- **Material for the task**:
BEGIN
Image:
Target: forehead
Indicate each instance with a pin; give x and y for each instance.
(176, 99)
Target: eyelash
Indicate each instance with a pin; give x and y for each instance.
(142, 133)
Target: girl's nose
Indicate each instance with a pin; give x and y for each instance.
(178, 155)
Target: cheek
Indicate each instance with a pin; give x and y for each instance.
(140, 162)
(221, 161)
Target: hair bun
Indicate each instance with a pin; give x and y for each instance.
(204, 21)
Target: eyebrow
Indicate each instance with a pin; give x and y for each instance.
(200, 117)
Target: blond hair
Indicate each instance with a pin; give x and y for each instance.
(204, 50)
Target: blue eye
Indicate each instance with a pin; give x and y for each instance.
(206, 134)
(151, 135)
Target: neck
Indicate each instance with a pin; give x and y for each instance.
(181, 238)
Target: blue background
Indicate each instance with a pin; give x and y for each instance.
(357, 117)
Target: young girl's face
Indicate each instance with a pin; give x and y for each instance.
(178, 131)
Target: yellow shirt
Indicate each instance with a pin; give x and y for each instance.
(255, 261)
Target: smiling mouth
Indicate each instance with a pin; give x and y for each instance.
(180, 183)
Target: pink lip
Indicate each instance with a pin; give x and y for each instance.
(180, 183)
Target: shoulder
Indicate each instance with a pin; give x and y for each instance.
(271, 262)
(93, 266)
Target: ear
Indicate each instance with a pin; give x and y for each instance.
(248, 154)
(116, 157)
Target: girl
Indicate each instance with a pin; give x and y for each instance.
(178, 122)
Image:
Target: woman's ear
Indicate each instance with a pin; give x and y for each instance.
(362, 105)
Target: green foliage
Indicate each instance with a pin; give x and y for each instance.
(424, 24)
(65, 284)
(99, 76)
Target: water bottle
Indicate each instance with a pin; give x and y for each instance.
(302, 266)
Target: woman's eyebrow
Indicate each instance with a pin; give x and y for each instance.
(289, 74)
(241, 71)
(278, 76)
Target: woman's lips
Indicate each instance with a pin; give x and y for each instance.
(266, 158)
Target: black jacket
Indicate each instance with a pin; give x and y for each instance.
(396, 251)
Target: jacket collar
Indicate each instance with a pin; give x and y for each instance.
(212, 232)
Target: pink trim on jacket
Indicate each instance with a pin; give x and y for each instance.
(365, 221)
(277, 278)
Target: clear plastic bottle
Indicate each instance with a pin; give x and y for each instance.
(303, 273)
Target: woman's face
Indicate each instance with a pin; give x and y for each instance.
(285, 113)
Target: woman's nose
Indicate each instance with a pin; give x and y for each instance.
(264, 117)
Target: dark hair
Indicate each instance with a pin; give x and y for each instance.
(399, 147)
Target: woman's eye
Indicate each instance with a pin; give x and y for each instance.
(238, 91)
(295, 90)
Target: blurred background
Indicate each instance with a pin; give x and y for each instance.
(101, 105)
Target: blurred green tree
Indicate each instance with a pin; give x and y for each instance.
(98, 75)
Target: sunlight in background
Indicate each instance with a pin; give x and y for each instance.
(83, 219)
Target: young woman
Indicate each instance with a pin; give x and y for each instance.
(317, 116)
END
- **Written exercise**:
All of the entries need to be reproduced exactly; please write them out.

- **Response to this task**:
Image:
Target: forehead
Indicate each instance with a pin; give x and y for each instance.
(176, 99)
Target: eyelash
Indicate each instance with a pin; give x and y for each instance.
(142, 133)
Target: girl's nose
Indicate each instance with a pin; give x and y for each instance.
(178, 155)
Target: cheek
Indicate each instance with a pin; give x and y for each instance.
(140, 162)
(221, 161)
Target: hair bun
Indicate each instance with a pin; give x and y for each instance.
(204, 21)
Target: eyebrow
Indicate each instance with a pin; give x and y for each instance.
(200, 117)
Target: blond hair
Indicate each instance with a pin; give x and y for each instance.
(204, 50)
Target: blue eye
Indicate each instance with a pin; give x and y for each instance.
(206, 134)
(151, 135)
Target: neck
Indicate each instance with a pin; give x and y for each instance.
(181, 238)
Target: blue background
Indicate each instance with a pin; give x and y for each instance.
(357, 117)
Target: young girl's face
Indicate each instance with a pin; give x and y for each instance.
(178, 131)
Target: yellow shirt
Indicate each instance with a pin; give x and y for each instance.
(255, 261)
Target: smiling mouth
Indicate each instance with a pin; give x and y for each instance.
(180, 183)
Target: pink lip
Indicate each instance with a pin; give x and y for each instance.
(180, 183)
Target: shoulder
Indicate each instance with a pin; give x and y for each instance.
(271, 262)
(93, 266)
Target: ear
Indicate each instance with a pin; give x and y for each instance.
(248, 154)
(116, 157)
Target: girl
Indicate each instance with a pin; give x and y for each instance.
(178, 122)
Image:
Target: woman's ear
Indicate each instance with a pin; give x and y for each instance.
(362, 105)
Target: green foliage
Indicate each instance with a pin; give x and y for each instance.
(424, 24)
(65, 284)
(99, 76)
Target: water bottle
Indicate each instance with a pin; give x and y for each instance.
(302, 266)
Target: woman's eyebrow
Indicate each instance with a pin; give x and y for each instance.
(289, 74)
(241, 71)
(278, 76)
Target: woman's lips
Indicate each instance with a pin; give x and y for each instance.
(266, 158)
Target: black jacket
Indicate each instance with a pin; give x and y for each instance.
(396, 251)
Target: jacket collar
Indicate each instance with a pin; give x and y for each instance.
(212, 232)
Target: pink trim on jacket
Indicate each instance with a pin; give x and y for each instance.
(365, 221)
(277, 278)
Target: clear plastic bottle
Indicate each instance with a pin; give x and y for each instance.
(303, 273)
Target: woman's face
Indicate each instance with a pin; give x and y for each instance.
(285, 113)
Target: woman's nose
Indicate each instance with a pin; give x and y for each instance.
(264, 117)
Target: dark hair
Indicate each instance with a pin; give x and y for each instance.
(399, 147)
Target: woman's eye
Indicate each instance with a pin; give x and y for each instance.
(238, 91)
(295, 90)
Target: blurred background
Indicate each instance with a pin; give x and y for each instance.
(101, 105)
Target: blurred green tree
Indicate each instance with a pin; give x and y for each instance.
(98, 75)
Target: sunlight in background
Indicate each instance with a pin; give x and y for each instance.
(83, 219)
Target: young woman
Indicate each instance with a pin; give x and y for each instance.
(317, 116)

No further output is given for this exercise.